◆ **Gegeven tekst**:
+++++

< Exodus 23 >

1 Gij zult geen vals gerucht opnemen; en stelt uw hand niet bij den goddeloze, om een getuige tot geweld te zijn.
Thou shalt not raise a false report: put not thine hand with the wicked to be an unrighteous witness.
2 Gij zult de menigte tot boze zaken niet volgen; en gij zult niet spreken in een twistige zaak, dat gij u neigt naar de menigte, om het recht te buigen.
Thou shalt not follow a multitude to [do] evil; neither shalt thou speak in a cause to decline after many to wrest [judgment: ]
3 Ook zult gij den geringe niet voortrekken en zijn twistige zaak.
Neither shalt thou countenance a poor man in his cause.
4 Wanneer gij uws vijands os, of zijn dwalenden ezel, ontmoet, gij zult hem denzelven ganselijk wederbrengen.
If thou meet thine enemy’s ox or his ass going astray, thou shalt surely bring it back to him again.
5 Wanneer gij uws haters ezel onder zijn last ziet liggen, zult gij dan nalatig zijn, om het uwe te verlaten voor hem? Gij zult het in alle manier met hem verlaten.

+++++

(Rijen)
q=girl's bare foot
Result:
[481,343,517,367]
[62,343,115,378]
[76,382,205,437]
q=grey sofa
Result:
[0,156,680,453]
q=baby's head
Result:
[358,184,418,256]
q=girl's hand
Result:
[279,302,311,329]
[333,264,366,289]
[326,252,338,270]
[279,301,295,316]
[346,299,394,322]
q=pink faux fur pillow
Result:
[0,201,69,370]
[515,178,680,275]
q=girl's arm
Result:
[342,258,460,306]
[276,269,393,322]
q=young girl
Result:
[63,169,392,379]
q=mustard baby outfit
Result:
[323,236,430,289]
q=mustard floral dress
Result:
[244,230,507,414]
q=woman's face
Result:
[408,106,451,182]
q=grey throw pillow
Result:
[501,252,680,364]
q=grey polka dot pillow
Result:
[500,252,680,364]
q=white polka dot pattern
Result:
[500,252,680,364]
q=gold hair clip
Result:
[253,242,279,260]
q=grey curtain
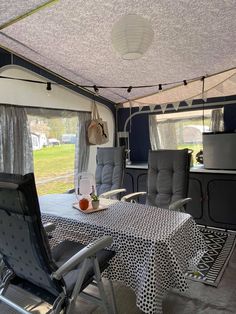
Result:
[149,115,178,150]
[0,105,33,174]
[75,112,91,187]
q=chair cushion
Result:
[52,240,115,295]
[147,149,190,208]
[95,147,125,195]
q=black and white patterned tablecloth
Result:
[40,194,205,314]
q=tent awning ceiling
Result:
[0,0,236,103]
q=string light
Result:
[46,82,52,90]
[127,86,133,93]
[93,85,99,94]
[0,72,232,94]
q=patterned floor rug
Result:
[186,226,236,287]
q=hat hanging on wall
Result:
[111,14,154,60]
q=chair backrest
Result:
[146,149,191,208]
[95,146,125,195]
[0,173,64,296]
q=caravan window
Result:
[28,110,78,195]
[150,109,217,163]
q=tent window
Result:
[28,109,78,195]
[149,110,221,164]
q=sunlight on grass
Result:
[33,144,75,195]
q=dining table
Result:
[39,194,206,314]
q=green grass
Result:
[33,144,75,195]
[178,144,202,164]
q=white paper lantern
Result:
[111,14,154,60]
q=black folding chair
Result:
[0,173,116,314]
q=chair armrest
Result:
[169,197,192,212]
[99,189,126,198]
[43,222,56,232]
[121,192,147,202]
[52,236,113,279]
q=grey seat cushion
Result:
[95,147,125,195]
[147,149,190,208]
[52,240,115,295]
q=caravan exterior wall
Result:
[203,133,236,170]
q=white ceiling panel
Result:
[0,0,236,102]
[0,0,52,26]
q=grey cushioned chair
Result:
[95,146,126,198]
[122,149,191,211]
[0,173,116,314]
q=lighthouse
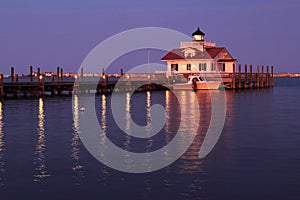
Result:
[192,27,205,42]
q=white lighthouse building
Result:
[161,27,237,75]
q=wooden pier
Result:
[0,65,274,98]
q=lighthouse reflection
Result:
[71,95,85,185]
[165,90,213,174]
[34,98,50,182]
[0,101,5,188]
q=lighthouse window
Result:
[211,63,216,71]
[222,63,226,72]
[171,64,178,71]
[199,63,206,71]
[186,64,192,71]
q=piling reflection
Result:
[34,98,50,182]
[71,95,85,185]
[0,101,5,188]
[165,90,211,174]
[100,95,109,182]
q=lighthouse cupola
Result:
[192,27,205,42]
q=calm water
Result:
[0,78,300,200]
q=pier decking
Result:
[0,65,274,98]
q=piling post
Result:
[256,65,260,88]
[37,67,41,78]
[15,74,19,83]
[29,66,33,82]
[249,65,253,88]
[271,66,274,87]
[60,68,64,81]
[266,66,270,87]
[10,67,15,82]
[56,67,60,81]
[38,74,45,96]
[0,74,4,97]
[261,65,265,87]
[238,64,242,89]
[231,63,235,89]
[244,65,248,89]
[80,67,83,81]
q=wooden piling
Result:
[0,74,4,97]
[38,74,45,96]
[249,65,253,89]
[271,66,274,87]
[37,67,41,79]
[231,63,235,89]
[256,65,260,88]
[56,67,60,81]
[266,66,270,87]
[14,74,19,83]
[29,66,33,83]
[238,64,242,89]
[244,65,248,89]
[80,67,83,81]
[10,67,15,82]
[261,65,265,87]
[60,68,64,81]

+++++

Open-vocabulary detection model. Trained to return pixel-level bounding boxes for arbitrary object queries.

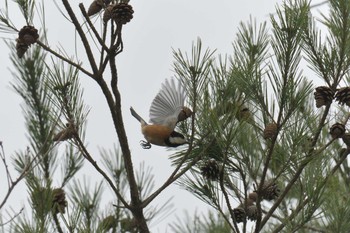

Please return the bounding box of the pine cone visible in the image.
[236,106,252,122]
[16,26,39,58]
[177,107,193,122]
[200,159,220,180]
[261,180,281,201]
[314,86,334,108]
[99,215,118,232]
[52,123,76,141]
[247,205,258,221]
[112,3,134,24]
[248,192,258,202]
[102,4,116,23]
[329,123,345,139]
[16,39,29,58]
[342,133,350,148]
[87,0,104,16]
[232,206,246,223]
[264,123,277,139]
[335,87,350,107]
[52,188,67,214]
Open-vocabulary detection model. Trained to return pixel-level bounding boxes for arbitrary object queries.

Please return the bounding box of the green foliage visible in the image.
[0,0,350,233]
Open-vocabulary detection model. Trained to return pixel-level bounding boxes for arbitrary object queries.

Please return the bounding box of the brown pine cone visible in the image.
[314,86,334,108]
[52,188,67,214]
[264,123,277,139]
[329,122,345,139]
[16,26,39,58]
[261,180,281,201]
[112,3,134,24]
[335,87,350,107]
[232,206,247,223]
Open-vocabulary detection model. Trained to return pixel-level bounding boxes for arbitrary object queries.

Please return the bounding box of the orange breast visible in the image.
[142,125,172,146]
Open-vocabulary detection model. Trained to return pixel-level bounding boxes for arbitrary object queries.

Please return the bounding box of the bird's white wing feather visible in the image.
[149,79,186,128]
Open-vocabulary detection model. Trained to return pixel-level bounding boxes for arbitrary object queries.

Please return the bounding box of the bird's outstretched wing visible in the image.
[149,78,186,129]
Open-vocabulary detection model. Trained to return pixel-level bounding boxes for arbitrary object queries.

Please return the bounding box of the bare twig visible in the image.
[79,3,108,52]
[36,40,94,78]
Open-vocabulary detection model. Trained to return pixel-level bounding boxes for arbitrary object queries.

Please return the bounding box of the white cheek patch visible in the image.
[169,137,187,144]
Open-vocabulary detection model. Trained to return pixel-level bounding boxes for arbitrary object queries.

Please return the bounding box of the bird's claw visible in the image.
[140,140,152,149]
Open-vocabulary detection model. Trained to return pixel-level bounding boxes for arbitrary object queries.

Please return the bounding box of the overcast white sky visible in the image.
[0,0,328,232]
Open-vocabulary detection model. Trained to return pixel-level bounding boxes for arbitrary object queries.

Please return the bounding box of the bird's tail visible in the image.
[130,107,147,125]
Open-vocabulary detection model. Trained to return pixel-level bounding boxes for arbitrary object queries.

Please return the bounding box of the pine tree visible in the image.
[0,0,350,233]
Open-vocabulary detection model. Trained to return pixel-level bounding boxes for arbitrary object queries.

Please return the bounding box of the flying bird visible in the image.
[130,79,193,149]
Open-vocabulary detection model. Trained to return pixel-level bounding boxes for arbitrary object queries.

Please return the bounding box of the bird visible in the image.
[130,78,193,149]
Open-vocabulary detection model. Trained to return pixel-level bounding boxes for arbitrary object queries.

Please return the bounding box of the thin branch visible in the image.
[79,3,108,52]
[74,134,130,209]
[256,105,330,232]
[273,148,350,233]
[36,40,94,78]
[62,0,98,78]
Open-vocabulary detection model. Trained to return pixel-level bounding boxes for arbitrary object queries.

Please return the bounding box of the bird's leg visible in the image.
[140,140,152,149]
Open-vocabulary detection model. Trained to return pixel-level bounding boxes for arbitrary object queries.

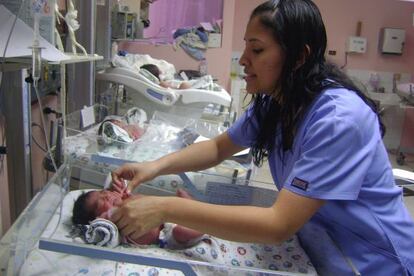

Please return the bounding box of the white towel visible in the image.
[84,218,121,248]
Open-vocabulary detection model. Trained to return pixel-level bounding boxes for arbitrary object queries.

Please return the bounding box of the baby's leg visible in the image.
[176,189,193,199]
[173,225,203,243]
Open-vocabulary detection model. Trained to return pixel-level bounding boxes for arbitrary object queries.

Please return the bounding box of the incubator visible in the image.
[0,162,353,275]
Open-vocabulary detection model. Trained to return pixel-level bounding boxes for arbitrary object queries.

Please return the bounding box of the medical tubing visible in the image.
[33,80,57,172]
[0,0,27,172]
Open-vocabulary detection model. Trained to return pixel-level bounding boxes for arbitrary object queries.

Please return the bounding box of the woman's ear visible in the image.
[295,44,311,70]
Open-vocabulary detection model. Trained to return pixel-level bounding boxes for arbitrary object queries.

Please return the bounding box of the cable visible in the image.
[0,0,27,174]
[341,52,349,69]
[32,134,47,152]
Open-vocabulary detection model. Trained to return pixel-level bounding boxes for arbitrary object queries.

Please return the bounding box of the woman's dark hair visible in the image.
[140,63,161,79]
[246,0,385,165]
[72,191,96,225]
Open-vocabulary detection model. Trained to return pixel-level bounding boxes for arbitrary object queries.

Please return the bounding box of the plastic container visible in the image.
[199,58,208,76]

+++++

◆ **Doel A**:
Noem alle versnummers die in de tekst uit Exodus 23 voorkomen.
◆ **Doel B**:
Schrijf het stuk van de tekst uit Exodus 23 letterlijk over dat begint bij "Thou shalt not raise" en eindigt bij "in his cause.".
Baseer je uitsluitend op de tekst uit Exodus 23 en niet op de rijen.

◆ **Resultaat A**:
1, 2, 3, 4, 5

◆ **Resultaat B**:
Thou shalt not raise a false report: put not thine hand with the wicked to be an unrighteous witness.
2 Gij zult de menigte tot boze zaken niet volgen; en gij zult niet spreken in een twistige zaak, dat gij u neigt naar de menigte, om het recht te buigen.
Thou shalt not follow a multitude to [do] evil; neither shalt thou speak in a cause to decline after many to wrest [judgment: ]
3 Ook zult gij den geringe niet voortrekken en zijn twistige zaak.
Neither shalt thou countenance a poor man in his cause.